Stated exercise A - In the article on WTO dispute settlement below, recast the paragraph beginning "The Uruguay Round sought a better way" as a brief list that keeps its main facts.
Stated exercise B - Supply the next part of the article on WTO dispute settlement below, taking it up after its final paragraph.

## Start Selected excerpt

Steel Products

Leibowitz: The future of WTO dispute settlement in the MC 13 conference

Written by Lewis Leibowitz


This week, the World Trade Organization (WTO) ministerial conference convenes in Abu Dhabi, UAE. There are many issues on the WTO’s plate. The question is whether any resolution of these matters is likely or even possible.

One of the most important issues is the future of the dispute settlement system, which has been rendered impotent since 2019 by the refusal of the United States to agree to any appointments to the Appellate Body, the ultimate decision-making body in the WTO process.

Background

A bit of history may be useful. The WTO came into being at the beginning of 1995. Before that, the General Agreement on Tariffs and Trade (GATT) was in force, but there was no real institution behind it.

The GATT was the institution. The GATT had a dispute settlement mechanism. Cases were filed and a panel of trade professionals (diplomats in Geneva generally) sat on these cases. In due course, the panel would issue its report; if the losing party did not like the result, it could effectively ignore it without significant consequences, other than public perception.

The Uruguay Round sought a better way. Disputes were heard by a panel of (usually three) trade diplomats. The cases started innocently enough, with a “request for consultations” by the aggrieved party. In due course, panels read briefs, heard arguments, then rendered a decision. If the losing party was unhappy, it could appeal the decision to the Appellate Body, a group of seven trade experts appointed with the consent of all WTO members, usually sitting in panels of three.

There were further proceedings if the losing party at that level failed to implement the decision in a timely manner. But, unlike the old GATT days, the decisions in the WTO had teeth, although the consequences were slow to develop.

When the US lost high-profile cases in the WTO, it complained about “judicial overreach”. The Obama administration even blackballed two Appellate Body members (American Jennifer Hillman in 2011 and Korean Seung Wha Chang in 2016), refusing to agree to their reappointment because of US disagreement with their decisions.

How things stand

Then, when Donald Trump took office, the US boycotted the appointment process altogether. This left the Appellate Body with no sitting members by 2019, a state that persists.

Now, with no functioning Appellate Body, countries that lose cases at the panel level file an appeal “into the void.” A decision will never be adopted because the final stage of the process is broken.

At the upcoming ministerial conference (known as “MC13” because it is the 13th conference since the creation of the WTO), there will be a communiqué but no real action. Draft papers have been circulated with several ideas for reforming the WTO dispute settlement process; but the key issue is and will remain that the US feels it has unjustly lost cases it should have won, especially in antidumping and countervailing duty (“trade remedy”) cases and the Section 232 tariffs imposed by President Trump and which remain in effect.

## End Selected excerpt
## Start Information supplied

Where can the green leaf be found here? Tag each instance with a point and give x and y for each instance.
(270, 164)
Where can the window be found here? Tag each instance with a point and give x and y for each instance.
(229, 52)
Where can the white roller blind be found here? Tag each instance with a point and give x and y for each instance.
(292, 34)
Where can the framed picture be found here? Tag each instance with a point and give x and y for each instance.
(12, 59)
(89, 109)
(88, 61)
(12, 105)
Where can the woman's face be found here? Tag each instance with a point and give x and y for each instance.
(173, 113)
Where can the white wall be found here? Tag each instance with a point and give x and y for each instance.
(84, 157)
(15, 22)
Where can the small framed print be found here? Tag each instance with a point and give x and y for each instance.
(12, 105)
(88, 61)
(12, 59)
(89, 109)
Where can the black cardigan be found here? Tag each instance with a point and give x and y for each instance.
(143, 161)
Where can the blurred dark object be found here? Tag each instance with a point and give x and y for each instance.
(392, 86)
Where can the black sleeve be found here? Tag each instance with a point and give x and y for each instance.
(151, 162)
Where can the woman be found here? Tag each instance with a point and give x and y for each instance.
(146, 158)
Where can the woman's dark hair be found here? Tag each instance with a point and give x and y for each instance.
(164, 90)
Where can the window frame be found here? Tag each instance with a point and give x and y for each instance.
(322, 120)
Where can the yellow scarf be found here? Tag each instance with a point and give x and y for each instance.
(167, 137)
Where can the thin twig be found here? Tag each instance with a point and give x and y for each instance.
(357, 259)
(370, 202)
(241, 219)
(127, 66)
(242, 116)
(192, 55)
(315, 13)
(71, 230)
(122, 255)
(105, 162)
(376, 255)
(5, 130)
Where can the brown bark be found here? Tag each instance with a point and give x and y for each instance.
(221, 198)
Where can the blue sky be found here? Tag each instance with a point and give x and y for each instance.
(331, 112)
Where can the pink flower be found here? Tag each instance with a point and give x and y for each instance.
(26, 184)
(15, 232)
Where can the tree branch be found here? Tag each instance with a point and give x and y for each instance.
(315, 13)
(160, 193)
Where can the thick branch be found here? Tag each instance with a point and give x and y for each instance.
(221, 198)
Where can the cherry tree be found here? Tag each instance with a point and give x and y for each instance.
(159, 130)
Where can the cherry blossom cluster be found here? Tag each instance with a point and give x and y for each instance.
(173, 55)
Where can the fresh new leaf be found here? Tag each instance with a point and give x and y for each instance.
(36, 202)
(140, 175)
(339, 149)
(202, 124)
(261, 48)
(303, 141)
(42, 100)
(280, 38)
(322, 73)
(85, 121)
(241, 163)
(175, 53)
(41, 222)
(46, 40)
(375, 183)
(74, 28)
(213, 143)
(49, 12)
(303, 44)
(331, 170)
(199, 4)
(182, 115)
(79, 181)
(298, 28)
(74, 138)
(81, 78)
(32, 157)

## End Information supplied

Written response A -
- Under the Uruguay Round, disputes were heard by a panel of usually three trade diplomats.
- A case began with a "request for consultations" by the aggrieved party.
- The panel read briefs, heard arguments and rendered a decision.
- A losing party could appeal to the Appellate Body, a group of seven trade experts appointed with the consent of all WTO members, usually sitting in panels of three.

Written response B -
The WTO has found fault in many US trade remedy processes. The US is unique or at least unusual in many of its practices. For example, the US assesses antidumping and countervailing duties on a “retrospective” basis, meaning that final duties on imports subject to trade remedies are not calculated until after (frequently long after) the goods subject to those duties are imported. If an importer does not know whether the duty will be high or low, frequently the goods won’t be imported at all.

The US is the only major country of the 70 or so countries that have trade remedy laws that handle it this way. Most other countries calculate definitive duties before goods are entered and adjust those duties on a prospective basis if conditions change.

The Section 232 tariffs, which are assessed on a prospective basis, were challenged in the WTO on another ground—the absence of a “war or other emergency in international relations”. Without such an emergency, Article XXI of the GATT does not permit countries to invoke national security to abrogate their obligations regarding negotiated tariff levels.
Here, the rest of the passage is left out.